TO DO - Leave the pictures out and quote only the lines from the one with "In the photo above, where can the rusty" down to the end of the listing below.

Dataset excerpts on object pointing
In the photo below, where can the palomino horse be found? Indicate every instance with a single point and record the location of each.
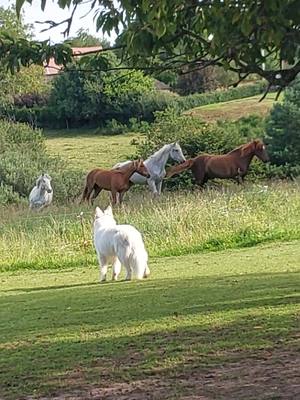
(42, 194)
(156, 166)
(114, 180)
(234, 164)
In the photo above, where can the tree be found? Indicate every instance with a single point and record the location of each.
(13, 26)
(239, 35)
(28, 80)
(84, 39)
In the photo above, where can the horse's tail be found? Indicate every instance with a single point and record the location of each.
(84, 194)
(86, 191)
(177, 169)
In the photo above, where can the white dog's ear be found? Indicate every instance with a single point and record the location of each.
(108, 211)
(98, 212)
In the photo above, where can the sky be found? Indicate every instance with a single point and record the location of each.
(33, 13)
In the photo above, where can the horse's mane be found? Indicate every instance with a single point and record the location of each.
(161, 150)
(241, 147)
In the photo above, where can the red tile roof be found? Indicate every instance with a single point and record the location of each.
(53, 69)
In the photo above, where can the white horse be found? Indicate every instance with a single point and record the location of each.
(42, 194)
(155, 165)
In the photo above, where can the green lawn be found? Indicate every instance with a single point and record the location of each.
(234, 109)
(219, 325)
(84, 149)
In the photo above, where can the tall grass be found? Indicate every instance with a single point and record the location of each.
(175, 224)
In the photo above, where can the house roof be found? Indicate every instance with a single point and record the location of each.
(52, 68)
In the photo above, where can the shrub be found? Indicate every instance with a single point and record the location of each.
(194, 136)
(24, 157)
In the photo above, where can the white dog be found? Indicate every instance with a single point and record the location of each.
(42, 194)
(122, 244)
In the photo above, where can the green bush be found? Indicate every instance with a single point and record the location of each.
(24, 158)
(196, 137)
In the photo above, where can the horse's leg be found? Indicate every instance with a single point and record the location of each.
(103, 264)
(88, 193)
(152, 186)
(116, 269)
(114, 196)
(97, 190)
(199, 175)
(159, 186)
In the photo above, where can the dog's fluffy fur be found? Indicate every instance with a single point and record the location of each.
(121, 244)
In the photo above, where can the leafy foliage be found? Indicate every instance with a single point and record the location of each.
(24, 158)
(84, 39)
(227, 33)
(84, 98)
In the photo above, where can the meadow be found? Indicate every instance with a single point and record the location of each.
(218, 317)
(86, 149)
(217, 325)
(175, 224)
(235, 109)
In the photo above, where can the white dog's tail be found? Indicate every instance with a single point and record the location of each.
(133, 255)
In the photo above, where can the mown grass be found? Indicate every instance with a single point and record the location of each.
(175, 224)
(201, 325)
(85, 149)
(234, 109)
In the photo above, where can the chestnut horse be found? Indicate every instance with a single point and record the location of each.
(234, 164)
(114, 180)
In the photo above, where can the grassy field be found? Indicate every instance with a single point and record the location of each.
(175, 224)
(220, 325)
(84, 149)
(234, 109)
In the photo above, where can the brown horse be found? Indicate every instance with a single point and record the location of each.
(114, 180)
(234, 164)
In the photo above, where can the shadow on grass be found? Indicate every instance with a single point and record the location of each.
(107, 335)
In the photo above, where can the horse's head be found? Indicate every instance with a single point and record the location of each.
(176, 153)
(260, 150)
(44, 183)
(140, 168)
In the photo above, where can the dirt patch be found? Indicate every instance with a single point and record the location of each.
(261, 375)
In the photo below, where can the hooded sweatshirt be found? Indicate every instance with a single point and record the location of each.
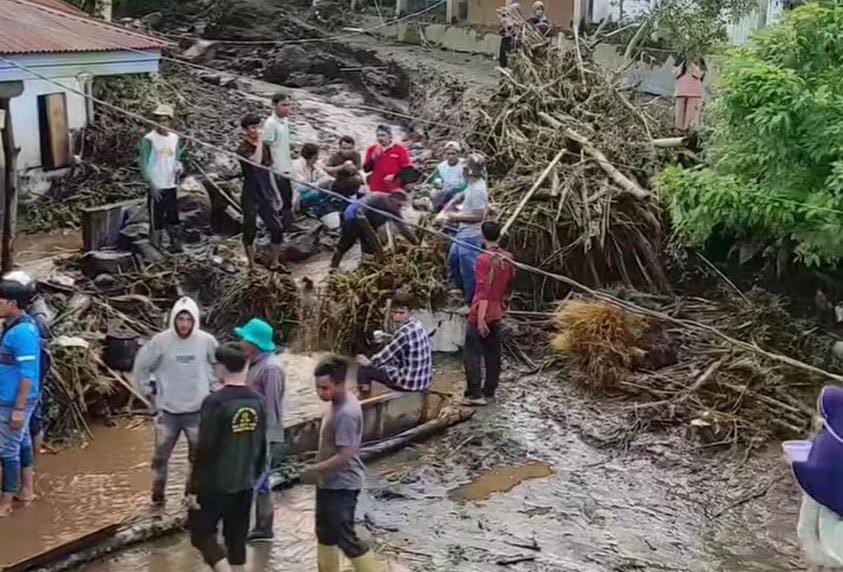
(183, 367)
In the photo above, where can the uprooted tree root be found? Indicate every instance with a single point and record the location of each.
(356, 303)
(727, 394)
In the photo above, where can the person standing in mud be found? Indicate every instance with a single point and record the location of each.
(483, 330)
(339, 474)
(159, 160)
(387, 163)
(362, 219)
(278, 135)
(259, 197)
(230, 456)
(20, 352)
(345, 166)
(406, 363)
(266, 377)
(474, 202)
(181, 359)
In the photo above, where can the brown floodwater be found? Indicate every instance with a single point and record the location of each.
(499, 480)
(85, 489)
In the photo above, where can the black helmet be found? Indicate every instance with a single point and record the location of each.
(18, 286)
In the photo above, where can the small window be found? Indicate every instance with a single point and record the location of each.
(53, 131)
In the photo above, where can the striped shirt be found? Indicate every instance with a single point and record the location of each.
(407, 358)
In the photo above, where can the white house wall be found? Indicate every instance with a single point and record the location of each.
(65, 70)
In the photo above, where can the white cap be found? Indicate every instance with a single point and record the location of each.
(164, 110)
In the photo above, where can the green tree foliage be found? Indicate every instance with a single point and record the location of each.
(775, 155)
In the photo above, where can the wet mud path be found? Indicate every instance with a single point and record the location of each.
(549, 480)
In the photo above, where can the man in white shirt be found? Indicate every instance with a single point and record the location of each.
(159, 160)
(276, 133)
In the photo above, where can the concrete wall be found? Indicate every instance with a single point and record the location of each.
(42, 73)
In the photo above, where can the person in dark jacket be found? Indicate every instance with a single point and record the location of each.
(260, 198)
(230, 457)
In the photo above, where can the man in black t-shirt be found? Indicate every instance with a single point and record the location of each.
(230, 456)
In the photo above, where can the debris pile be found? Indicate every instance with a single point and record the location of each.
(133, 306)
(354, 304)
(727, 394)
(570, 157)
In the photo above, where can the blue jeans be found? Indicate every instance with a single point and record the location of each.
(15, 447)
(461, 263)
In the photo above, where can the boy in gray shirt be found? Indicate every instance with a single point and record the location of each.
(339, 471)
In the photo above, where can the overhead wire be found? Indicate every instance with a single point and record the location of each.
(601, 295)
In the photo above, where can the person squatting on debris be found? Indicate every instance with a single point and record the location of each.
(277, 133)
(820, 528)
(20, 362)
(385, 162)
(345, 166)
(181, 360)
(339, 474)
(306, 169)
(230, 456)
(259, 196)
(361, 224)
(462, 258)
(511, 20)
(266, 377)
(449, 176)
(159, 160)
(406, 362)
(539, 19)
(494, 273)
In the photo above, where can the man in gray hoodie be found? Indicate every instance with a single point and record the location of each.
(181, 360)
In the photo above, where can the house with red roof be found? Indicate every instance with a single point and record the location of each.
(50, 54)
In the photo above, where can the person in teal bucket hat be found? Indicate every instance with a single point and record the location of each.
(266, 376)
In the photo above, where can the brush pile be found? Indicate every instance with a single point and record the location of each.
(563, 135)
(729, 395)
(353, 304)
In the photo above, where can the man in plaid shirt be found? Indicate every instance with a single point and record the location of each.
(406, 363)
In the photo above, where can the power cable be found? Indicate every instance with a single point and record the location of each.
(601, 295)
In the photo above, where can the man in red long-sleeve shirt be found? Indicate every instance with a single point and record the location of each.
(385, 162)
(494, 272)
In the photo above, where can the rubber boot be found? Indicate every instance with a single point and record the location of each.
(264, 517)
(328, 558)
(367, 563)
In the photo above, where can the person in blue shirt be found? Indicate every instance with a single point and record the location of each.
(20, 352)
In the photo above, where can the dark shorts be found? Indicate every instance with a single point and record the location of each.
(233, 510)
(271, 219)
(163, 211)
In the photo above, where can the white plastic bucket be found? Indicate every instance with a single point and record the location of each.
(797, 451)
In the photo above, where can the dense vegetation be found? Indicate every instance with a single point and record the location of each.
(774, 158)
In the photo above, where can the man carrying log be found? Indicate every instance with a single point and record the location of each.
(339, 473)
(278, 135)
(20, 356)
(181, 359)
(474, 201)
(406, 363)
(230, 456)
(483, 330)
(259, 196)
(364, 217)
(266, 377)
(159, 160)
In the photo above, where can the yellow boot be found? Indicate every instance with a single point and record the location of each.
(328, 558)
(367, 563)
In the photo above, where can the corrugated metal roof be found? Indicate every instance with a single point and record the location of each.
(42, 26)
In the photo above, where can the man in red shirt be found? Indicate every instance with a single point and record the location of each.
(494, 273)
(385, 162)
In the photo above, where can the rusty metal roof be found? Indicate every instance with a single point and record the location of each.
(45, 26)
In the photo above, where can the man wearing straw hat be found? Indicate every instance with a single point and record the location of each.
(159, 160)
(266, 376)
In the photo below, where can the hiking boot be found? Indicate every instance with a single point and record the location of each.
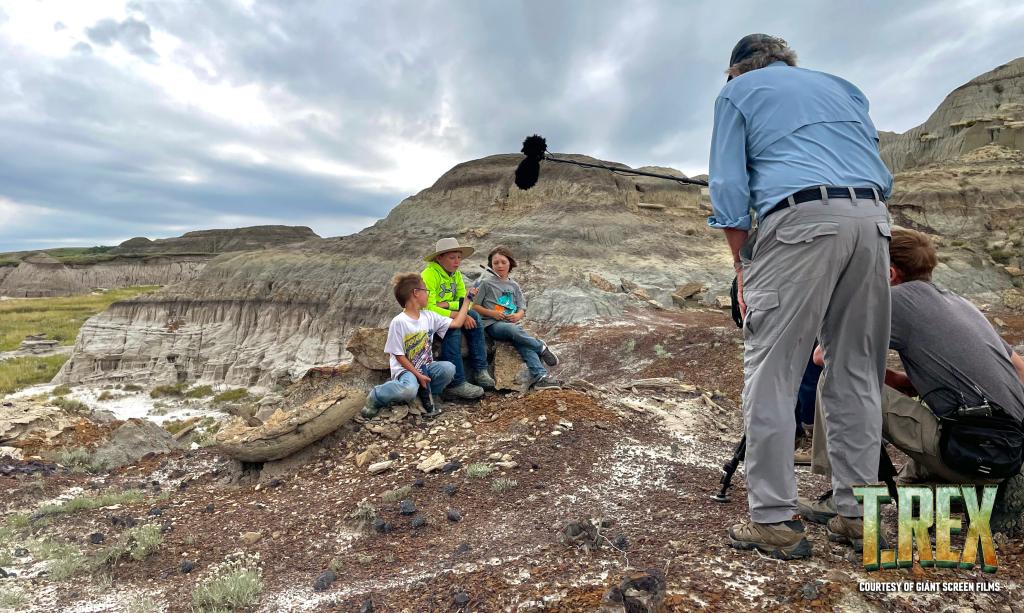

ANSWER FOR THE TASK -
In the photo above, where can the rusty metal roof be found? Indicate every instance with a single point and record the location of each.
(45, 26)
In the photo above, where can the man wearing straw hat be found? Indicate every instance with a single point and record the location of each.
(159, 160)
(266, 376)
In the photo below, where can the hiking boot be found? Indicate every instance with a single point and record the location of each.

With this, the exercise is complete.